Objective |
Count the lines in the items below that contain the string "bird", matching case exactly, and reply with the number alone.
>> START Exercise material
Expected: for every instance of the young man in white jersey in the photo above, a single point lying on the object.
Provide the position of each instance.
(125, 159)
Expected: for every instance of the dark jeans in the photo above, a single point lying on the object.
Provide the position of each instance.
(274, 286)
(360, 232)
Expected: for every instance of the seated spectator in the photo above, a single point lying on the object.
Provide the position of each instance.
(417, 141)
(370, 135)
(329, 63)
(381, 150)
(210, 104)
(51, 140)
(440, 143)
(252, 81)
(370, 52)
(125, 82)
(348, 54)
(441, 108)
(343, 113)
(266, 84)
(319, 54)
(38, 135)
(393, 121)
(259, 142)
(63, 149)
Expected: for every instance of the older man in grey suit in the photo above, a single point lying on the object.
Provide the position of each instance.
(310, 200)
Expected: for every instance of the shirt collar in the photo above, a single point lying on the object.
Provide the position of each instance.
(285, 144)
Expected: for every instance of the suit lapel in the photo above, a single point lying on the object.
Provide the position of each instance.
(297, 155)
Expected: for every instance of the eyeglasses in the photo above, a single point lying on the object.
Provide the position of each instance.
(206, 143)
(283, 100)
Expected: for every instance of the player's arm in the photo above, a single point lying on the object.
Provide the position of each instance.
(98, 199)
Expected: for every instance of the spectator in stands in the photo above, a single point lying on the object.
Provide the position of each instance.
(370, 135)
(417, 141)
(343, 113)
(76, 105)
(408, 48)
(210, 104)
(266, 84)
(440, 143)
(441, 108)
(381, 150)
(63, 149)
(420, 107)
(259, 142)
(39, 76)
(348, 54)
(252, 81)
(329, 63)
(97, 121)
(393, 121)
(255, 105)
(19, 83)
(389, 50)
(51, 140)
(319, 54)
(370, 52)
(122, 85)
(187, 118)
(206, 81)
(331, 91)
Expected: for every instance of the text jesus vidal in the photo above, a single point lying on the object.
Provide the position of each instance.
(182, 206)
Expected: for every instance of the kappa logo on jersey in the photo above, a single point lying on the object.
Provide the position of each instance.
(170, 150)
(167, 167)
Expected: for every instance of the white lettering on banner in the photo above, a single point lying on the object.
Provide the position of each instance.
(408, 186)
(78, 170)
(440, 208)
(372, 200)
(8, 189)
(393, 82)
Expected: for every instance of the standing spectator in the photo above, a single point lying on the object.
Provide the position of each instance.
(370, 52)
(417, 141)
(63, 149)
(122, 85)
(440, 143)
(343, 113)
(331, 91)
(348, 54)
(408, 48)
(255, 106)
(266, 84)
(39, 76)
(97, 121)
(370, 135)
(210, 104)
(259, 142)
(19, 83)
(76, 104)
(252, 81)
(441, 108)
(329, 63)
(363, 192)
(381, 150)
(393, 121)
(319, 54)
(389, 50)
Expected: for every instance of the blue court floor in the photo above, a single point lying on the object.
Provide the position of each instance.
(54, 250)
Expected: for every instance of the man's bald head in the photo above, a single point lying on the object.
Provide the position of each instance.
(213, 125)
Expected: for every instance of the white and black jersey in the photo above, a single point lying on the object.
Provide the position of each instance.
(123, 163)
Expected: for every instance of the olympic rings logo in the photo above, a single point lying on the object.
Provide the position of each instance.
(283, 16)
>> END Exercise material
>> START Exercise material
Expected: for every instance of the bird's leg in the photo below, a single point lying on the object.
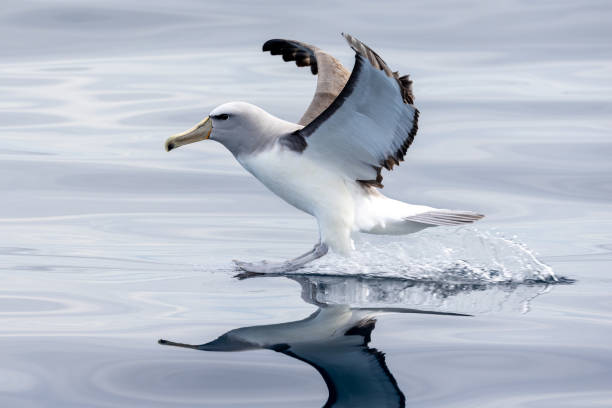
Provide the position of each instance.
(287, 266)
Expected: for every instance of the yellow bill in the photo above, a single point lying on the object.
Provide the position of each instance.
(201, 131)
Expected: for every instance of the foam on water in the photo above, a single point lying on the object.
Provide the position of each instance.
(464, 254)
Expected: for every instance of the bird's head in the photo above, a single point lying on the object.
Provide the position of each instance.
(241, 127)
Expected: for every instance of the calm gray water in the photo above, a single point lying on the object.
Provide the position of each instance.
>> END Exercise material
Response to the exercise |
2